• _SET EXERCISE_
Edit the data below so that each "Detection Record" reads "Annotation Record", keeping everything else the same.

──────── DATA IN THIS EXERCISE ────────

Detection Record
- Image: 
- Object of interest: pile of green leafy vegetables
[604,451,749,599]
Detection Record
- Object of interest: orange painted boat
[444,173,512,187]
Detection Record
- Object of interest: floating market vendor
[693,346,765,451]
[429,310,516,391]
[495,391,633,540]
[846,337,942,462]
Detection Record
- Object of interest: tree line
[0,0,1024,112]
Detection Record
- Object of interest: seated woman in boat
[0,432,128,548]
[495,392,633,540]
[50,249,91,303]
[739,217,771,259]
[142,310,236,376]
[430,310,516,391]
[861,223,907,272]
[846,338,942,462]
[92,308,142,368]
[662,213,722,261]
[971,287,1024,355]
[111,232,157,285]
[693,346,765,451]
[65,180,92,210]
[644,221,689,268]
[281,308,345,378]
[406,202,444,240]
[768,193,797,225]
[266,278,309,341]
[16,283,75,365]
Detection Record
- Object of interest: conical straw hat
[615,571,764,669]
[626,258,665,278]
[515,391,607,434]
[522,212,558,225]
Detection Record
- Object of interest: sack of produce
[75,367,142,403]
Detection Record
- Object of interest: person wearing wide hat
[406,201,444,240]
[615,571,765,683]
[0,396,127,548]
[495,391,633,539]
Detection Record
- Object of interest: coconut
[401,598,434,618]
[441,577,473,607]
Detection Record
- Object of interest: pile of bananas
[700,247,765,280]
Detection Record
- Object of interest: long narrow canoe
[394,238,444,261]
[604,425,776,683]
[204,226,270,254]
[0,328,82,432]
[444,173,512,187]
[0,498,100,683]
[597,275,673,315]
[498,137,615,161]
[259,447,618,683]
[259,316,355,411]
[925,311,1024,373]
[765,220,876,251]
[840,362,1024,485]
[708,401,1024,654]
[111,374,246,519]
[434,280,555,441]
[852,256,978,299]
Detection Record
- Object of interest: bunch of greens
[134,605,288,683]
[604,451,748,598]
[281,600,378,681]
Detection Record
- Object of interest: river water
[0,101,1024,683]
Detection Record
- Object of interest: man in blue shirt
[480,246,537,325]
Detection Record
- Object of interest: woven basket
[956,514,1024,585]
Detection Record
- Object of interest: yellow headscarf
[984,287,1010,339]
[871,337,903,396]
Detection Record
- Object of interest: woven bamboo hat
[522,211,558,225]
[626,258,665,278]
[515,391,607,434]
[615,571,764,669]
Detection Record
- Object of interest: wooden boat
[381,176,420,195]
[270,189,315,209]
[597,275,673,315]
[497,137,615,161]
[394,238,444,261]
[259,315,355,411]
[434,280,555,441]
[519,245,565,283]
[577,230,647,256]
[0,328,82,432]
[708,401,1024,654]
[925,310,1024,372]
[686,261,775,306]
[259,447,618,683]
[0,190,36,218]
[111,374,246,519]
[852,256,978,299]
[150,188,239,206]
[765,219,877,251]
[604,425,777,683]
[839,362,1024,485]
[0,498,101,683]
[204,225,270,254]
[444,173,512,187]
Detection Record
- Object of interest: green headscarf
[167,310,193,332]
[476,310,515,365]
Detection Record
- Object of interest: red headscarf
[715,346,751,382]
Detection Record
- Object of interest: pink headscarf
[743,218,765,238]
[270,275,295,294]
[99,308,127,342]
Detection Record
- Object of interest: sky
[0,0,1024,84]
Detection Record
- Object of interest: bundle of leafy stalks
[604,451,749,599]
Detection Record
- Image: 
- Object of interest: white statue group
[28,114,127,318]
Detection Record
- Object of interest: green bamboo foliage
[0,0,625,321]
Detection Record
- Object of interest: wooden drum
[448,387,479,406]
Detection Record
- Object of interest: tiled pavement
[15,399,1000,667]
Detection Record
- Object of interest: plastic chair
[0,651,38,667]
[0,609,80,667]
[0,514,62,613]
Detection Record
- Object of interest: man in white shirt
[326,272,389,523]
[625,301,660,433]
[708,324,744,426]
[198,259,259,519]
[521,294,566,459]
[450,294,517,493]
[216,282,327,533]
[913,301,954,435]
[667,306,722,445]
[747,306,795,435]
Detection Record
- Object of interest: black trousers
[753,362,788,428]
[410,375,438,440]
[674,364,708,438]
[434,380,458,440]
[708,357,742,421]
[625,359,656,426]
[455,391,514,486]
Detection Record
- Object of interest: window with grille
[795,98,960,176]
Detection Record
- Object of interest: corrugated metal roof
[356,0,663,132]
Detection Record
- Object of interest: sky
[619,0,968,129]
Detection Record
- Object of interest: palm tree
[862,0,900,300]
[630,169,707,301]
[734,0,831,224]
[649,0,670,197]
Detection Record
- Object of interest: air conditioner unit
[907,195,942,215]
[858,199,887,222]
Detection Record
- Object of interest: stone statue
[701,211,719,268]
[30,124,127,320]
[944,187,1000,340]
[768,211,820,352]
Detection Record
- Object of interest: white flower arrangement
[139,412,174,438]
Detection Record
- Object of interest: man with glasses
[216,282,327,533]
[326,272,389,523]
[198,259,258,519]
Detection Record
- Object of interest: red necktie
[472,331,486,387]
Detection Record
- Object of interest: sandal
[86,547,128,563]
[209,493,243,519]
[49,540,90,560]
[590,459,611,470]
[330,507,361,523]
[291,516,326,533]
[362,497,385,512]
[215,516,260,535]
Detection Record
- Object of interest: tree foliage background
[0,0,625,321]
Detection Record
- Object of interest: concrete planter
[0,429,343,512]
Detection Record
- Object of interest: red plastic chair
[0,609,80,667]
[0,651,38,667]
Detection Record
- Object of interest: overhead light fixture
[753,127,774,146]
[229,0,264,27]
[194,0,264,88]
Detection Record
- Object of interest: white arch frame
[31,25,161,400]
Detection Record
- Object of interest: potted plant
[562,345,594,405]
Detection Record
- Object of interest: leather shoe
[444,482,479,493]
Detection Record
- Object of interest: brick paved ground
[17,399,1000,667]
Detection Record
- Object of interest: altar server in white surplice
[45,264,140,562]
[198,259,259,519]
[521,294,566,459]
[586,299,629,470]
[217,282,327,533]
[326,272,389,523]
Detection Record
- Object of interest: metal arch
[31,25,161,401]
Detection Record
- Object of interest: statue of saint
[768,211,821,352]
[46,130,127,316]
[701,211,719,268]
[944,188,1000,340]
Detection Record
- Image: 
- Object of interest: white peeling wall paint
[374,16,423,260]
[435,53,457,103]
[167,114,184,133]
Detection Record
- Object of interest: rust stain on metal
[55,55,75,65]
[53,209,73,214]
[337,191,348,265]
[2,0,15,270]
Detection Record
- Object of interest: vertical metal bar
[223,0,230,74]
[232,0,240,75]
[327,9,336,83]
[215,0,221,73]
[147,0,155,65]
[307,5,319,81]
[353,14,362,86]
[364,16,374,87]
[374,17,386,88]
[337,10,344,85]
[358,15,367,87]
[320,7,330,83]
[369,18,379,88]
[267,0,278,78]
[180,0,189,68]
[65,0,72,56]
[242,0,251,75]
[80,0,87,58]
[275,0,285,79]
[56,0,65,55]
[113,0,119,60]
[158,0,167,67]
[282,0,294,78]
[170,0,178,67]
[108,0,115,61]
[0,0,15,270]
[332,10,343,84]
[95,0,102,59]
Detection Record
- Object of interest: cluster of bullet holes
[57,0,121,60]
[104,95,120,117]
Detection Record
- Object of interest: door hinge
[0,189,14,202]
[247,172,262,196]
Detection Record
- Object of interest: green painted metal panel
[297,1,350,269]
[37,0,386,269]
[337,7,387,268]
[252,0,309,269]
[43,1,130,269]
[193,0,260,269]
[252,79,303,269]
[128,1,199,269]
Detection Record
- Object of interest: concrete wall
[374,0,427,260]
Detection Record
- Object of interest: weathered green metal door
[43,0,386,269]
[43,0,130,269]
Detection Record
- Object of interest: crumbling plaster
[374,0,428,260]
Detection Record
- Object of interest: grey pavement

────────

• _OUTPUT OF THE TASK_
Annotation Record
- Image: 
- Object of interest: pile of green leafy vegetables
[604,451,749,599]
Annotation Record
- Object of interest: orange painted boat
[444,173,512,187]
Annotation Record
- Object of interest: floating market vendor
[693,346,765,451]
[429,310,516,391]
[495,391,633,540]
[846,337,942,462]
Annotation Record
- Object of interest: tree line
[0,0,1024,112]
Annotation Record
- Object of interest: seated woman in boat
[0,432,128,548]
[495,392,633,540]
[50,249,91,303]
[739,217,771,259]
[142,310,236,376]
[430,310,516,391]
[861,223,907,272]
[846,338,942,462]
[92,308,142,368]
[662,213,722,261]
[971,287,1024,355]
[111,232,157,285]
[693,346,765,451]
[65,180,92,210]
[644,221,689,268]
[281,308,345,378]
[406,202,444,240]
[768,193,797,225]
[266,278,309,341]
[16,283,75,365]
Annotation Record
- Object of interest: conical straw hat
[615,571,764,669]
[626,258,665,278]
[515,391,607,434]
[522,212,558,225]
Annotation Record
- Object of interest: sack of produce
[75,367,142,403]
Annotation Record
- Object of interest: person wearing wide hat
[406,201,444,240]
[615,571,765,683]
[0,396,127,548]
[495,391,633,539]
Annotation Record
- Object of interest: coconut
[401,598,434,618]
[441,577,473,607]
Annotation Record
- Object of interest: pile of bananas
[700,247,765,280]
Annotation Record
- Object of interest: long narrow canoe
[394,238,444,261]
[604,425,776,683]
[204,226,270,254]
[0,328,82,432]
[444,173,512,187]
[0,498,100,683]
[597,275,673,315]
[498,137,615,161]
[259,447,618,683]
[259,316,355,411]
[925,311,1024,373]
[765,220,876,251]
[840,362,1024,485]
[708,401,1024,654]
[111,374,246,519]
[434,280,555,441]
[852,256,978,299]
Annotation Record
- Object of interest: bunch of greens
[134,605,288,683]
[604,451,748,598]
[281,600,378,681]
Annotation Record
- Object of interest: river water
[0,101,1024,683]
Annotation Record
- Object of interest: man in blue shirt
[480,246,537,325]
Annotation Record
- Object of interest: woven basket
[956,514,1024,585]
Annotation Record
- Object of interest: yellow headscarf
[984,287,1010,339]
[871,337,903,396]
Annotation Record
- Object of interest: woven bamboo hat
[522,211,558,225]
[626,258,665,278]
[515,391,607,434]
[615,571,764,669]
Annotation Record
- Object of interest: wooden boat
[381,176,420,195]
[270,189,315,209]
[597,275,673,315]
[497,137,615,161]
[394,238,444,261]
[259,315,355,411]
[434,280,555,441]
[519,245,565,283]
[577,230,647,256]
[0,328,82,432]
[708,401,1024,654]
[925,310,1024,372]
[686,261,775,306]
[259,447,618,683]
[0,190,36,218]
[111,374,246,519]
[852,256,978,299]
[150,188,239,206]
[765,219,877,251]
[604,425,777,683]
[839,362,1024,485]
[0,498,101,683]
[204,225,270,254]
[444,173,512,187]
Annotation Record
- Object of interest: green headscarf
[167,310,193,332]
[476,310,515,365]
Annotation Record
- Object of interest: red headscarf
[715,346,751,382]
Annotation Record
- Object of interest: pink headscarf
[743,218,765,238]
[270,275,295,294]
[99,308,127,342]
Annotation Record
- Object of interest: sky
[0,0,1024,84]
Annotation Record
- Object of interest: bundle of leafy stalks
[604,451,749,599]
Annotation Record
- Image: 
- Object of interest: white statue group
[28,114,127,318]
Annotation Record
- Object of interest: green bamboo foliage
[0,0,625,321]
Annotation Record
- Object of interest: wooden drum
[448,387,479,406]
Annotation Record
- Object of interest: tiled pavement
[15,399,1000,667]
Annotation Record
- Object of interest: plastic chair
[0,651,38,667]
[0,609,80,667]
[0,514,62,613]
Annotation Record
- Object of interest: man in white shirt
[326,272,389,523]
[625,301,660,433]
[708,324,744,426]
[198,259,259,519]
[521,294,566,459]
[450,294,517,493]
[216,282,327,533]
[913,301,954,435]
[667,306,722,445]
[747,306,795,435]
Annotation Record
- Object of interest: black trousers
[753,362,788,428]
[410,375,438,440]
[674,364,708,438]
[434,380,458,440]
[708,357,742,421]
[625,359,656,426]
[455,391,514,486]
Annotation Record
- Object of interest: window with grille
[795,98,960,176]
Annotation Record
- Object of interest: corrugated metal roof
[356,0,663,132]
Annotation Record
- Object of interest: sky
[619,0,968,129]
Annotation Record
- Object of interest: palm tree
[862,0,900,300]
[630,169,707,301]
[734,0,831,224]
[649,0,670,197]
Annotation Record
- Object of interest: air conditioner unit
[907,195,942,215]
[858,199,887,222]
Annotation Record
- Object of interest: stone statue
[701,211,719,268]
[30,124,127,320]
[944,187,1000,340]
[768,211,820,352]
Annotation Record
- Object of interest: white flower arrangement
[139,412,174,438]
Annotation Record
- Object of interest: man with glasses
[216,282,327,533]
[326,272,389,523]
[198,259,258,519]
Annotation Record
- Object of interest: red necktie
[472,331,486,387]
Annotation Record
- Object of interest: sandal
[86,547,128,563]
[209,493,243,519]
[49,540,90,560]
[590,459,611,470]
[330,507,361,523]
[291,516,326,533]
[362,497,385,512]
[215,516,260,535]
Annotation Record
- Object of interest: tree foliage background
[0,0,625,321]
Annotation Record
- Object of interest: concrete planter
[0,429,343,512]
Annotation Record
- Object of interest: red plastic chair
[0,609,80,667]
[0,651,38,667]
Annotation Record
- Object of interest: overhead light fixture
[753,127,774,146]
[229,0,264,27]
[194,0,264,88]
Annotation Record
- Object of interest: white arch frame
[31,25,161,400]
Annotation Record
- Object of interest: potted plant
[562,345,594,405]
Annotation Record
- Object of interest: leather shoe
[444,482,479,493]
Annotation Record
- Object of interest: brick paved ground
[17,399,1000,667]
Annotation Record
- Object of interest: altar server in white surplice
[45,264,140,562]
[198,259,259,519]
[521,294,566,459]
[586,299,629,470]
[217,282,327,533]
[326,272,389,523]
Annotation Record
- Object of interest: metal arch
[31,25,161,401]
Annotation Record
- Object of interest: statue of saint
[768,211,821,352]
[46,130,127,316]
[701,211,719,268]
[944,188,1000,340]
Annotation Record
- Image: 
- Object of interest: white peeling wall paint
[374,16,423,260]
[435,53,457,103]
[167,114,184,133]
Annotation Record
- Object of interest: rust stain on metal
[55,55,75,65]
[53,209,73,214]
[337,191,348,265]
[2,0,15,270]
Annotation Record
- Object of interest: vertical metal bar
[223,0,230,74]
[232,0,240,75]
[327,9,336,83]
[215,0,221,73]
[147,0,155,65]
[307,5,319,81]
[353,14,362,86]
[364,16,374,87]
[374,17,386,88]
[337,10,344,85]
[358,15,367,87]
[320,7,330,83]
[369,18,379,88]
[267,0,278,78]
[180,0,189,68]
[65,0,72,56]
[242,0,251,75]
[80,0,87,58]
[275,0,285,79]
[56,0,65,55]
[113,0,119,60]
[158,0,167,67]
[282,0,294,78]
[170,0,178,67]
[108,0,115,61]
[0,0,15,270]
[332,10,343,84]
[95,0,102,59]
Annotation Record
- Object of interest: cluster of bullet holes
[57,0,121,60]
[104,95,120,117]
Annotation Record
- Object of interest: door hinge
[0,189,14,202]
[247,172,262,196]
Annotation Record
- Object of interest: green painted metal panel
[297,1,350,269]
[37,0,386,269]
[337,7,387,268]
[252,0,309,269]
[43,1,130,269]
[193,0,260,269]
[252,79,303,269]
[128,1,199,269]
Annotation Record
- Object of interest: concrete wall
[374,0,427,260]
Annotation Record
- Object of interest: weathered green metal door
[43,0,386,269]
[43,0,130,269]
Annotation Record
- Object of interest: crumbling plaster
[374,0,428,260]
Annotation Record
- Object of interest: grey pavement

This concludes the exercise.